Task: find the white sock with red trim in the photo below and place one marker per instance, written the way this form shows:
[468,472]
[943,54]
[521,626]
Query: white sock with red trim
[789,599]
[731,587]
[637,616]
--
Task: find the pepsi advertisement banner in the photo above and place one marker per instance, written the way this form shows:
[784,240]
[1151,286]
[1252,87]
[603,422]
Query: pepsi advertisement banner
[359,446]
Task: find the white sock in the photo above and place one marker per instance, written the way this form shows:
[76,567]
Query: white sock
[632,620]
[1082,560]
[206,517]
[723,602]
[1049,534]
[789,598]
---
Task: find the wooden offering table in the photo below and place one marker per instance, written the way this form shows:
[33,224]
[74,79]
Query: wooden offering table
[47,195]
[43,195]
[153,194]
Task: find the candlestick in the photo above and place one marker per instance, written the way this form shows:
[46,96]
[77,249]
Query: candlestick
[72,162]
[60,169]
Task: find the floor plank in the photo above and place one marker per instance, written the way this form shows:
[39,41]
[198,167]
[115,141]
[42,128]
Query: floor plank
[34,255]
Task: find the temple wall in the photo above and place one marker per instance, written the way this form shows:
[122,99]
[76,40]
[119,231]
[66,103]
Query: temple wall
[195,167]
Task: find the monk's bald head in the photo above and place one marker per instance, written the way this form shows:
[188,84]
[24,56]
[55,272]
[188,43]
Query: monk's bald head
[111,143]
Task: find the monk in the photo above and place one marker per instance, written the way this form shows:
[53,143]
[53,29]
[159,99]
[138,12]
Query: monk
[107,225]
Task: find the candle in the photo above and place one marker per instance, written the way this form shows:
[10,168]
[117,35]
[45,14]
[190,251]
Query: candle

| ASSIGNMENT |
Please state how many lines in the entries include the string "below", giving no more than the number.

| RESPONSE AREA |
2